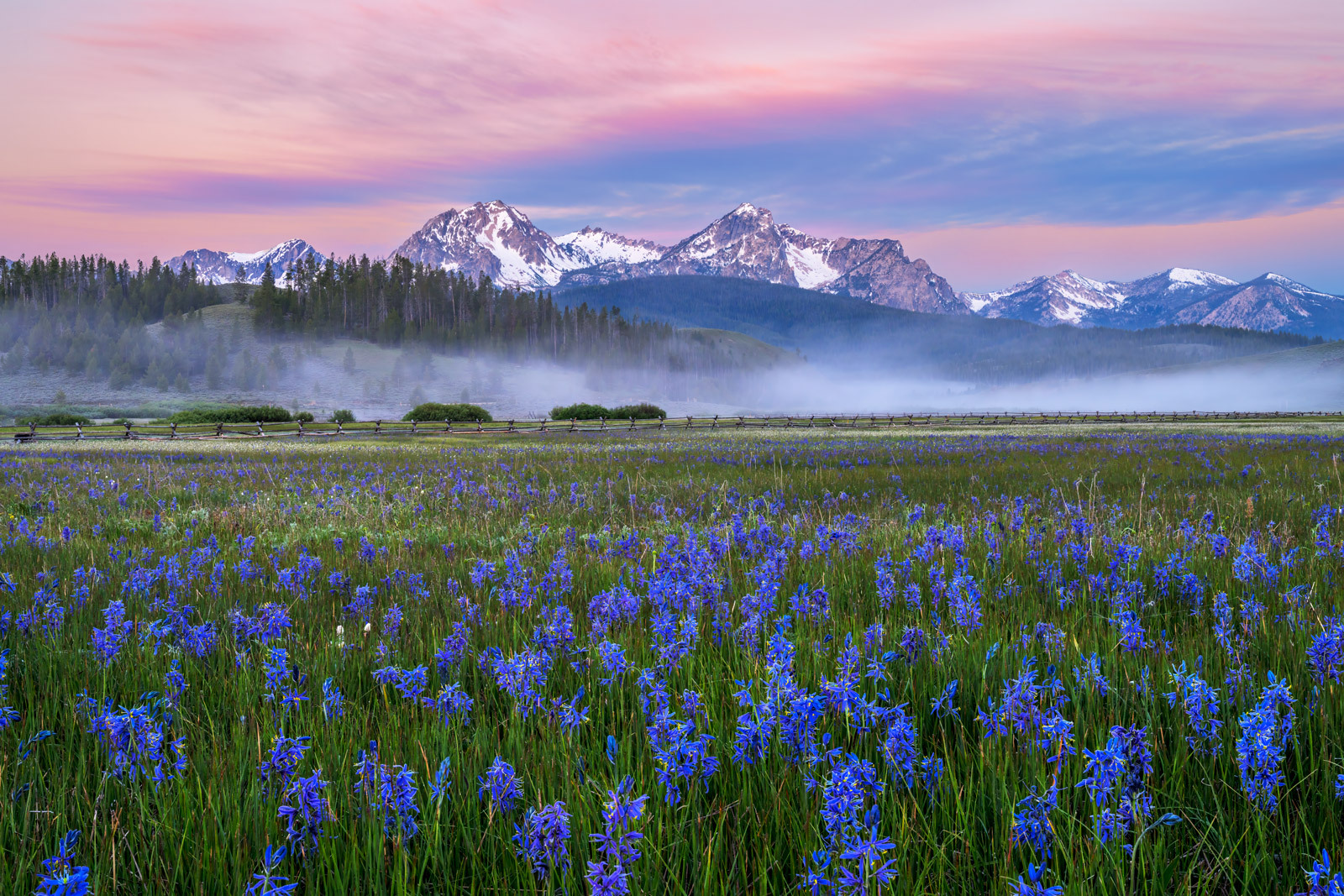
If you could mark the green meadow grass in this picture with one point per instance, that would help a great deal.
(752, 831)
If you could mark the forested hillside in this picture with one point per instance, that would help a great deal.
(87, 316)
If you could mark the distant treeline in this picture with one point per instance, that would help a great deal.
(400, 302)
(87, 316)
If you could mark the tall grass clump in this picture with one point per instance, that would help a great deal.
(709, 664)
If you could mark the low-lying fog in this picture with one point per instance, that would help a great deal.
(383, 383)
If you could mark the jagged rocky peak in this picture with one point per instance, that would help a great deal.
(596, 246)
(215, 266)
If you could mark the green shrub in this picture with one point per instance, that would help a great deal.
(642, 411)
(60, 418)
(433, 411)
(264, 414)
(580, 411)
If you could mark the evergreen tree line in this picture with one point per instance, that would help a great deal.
(87, 316)
(402, 302)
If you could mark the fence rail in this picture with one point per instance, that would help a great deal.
(380, 429)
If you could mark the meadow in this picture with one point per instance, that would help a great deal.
(1030, 663)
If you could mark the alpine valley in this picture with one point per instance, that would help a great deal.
(501, 242)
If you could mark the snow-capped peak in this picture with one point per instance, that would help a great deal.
(1180, 277)
(595, 246)
(222, 268)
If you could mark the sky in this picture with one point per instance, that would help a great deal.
(998, 139)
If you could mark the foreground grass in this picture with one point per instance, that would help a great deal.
(187, 524)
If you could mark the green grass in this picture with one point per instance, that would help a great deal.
(752, 829)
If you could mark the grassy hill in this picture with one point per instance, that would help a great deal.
(850, 332)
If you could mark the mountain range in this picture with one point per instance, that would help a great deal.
(501, 241)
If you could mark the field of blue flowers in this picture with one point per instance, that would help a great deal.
(1001, 664)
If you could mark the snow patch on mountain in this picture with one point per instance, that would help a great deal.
(222, 268)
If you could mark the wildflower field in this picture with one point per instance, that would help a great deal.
(721, 664)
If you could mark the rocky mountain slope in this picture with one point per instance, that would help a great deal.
(748, 244)
(501, 242)
(222, 268)
(1176, 296)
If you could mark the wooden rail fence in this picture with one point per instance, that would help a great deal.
(375, 429)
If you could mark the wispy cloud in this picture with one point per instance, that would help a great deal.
(855, 116)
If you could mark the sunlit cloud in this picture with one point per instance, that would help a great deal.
(853, 118)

Task objective: Hand back the data above exactly, with no images.

Response box:
If you could mark the green meadow grass in this picture with one point per instance, that would help a great deal.
(752, 831)
If you could mark the forested hillside in this picture with one point per instance, that would help a great deal.
(87, 316)
If you could mark the distant treeline in this picture with one point per instance, that would help a great deal.
(400, 302)
(87, 316)
If you could mark the tall grass clump in this picture with one point per instance, that would help a great deal.
(709, 664)
If you could mark the low-lying fog in this picture with one point per instance, that would help a great deal.
(383, 383)
If you could mark the jagged rocky peak in this picture with one point per instance, that would help a great deal.
(596, 246)
(215, 266)
If you could mark the green shrub in this picture with one point per instance, that would help a great deal.
(642, 411)
(60, 418)
(433, 411)
(264, 414)
(580, 411)
If you could mark the evergreen tree line in this picture with one point per instance, that would help a great deal.
(87, 316)
(402, 302)
If you could mark the fence rail in this picture with one point per instance, that would help a great deal.
(380, 429)
If you could mark the meadow in this picture with one point per instance, that would help a great deal.
(1030, 663)
If you could mark the alpine valley in this picture with one point per instance, that would help a great deal.
(501, 242)
If you could mark the snow-capped peak in this picture with one point per instance, that would help a great deal.
(1180, 277)
(595, 246)
(222, 268)
If you could mark the sky in this picture with one point per instance, that would help a great deal.
(998, 139)
If you could mark the foreground grass in this picture with one point per instance, that would help a great deal.
(187, 524)
If you could mark the green grass in this picture with one point per instance, that would help a great deal.
(752, 829)
If you could mark the grassy hill in this picture with one point per instance, that would help a great deal.
(850, 332)
If you could mark the mountain range in this picture with one point per instance, that would help a great deal.
(501, 241)
If you could mark the field of blue flowers in this picture with one point per instance, that would help a great deal.
(1001, 664)
If you could mark the snow patch on mountain in this picture with one point per instance, that would help a great deal.
(222, 268)
If you could mark the wildflower field in this picture with one point per instance, that would help a great deal.
(721, 664)
If you could mark the rocky mountain slope in this picture with one point per instance, that would help a great deal.
(748, 244)
(501, 242)
(222, 268)
(1176, 296)
If you could mark the wooden rail fence in this picture with one point per instance, that would help a great deal.
(375, 429)
If you could mark the wispy cloud in this picture with one point per instance, that would help a great deal.
(855, 116)
If you could mark the sunlit cloud in this picture with one point per instance, that would help a great deal.
(853, 118)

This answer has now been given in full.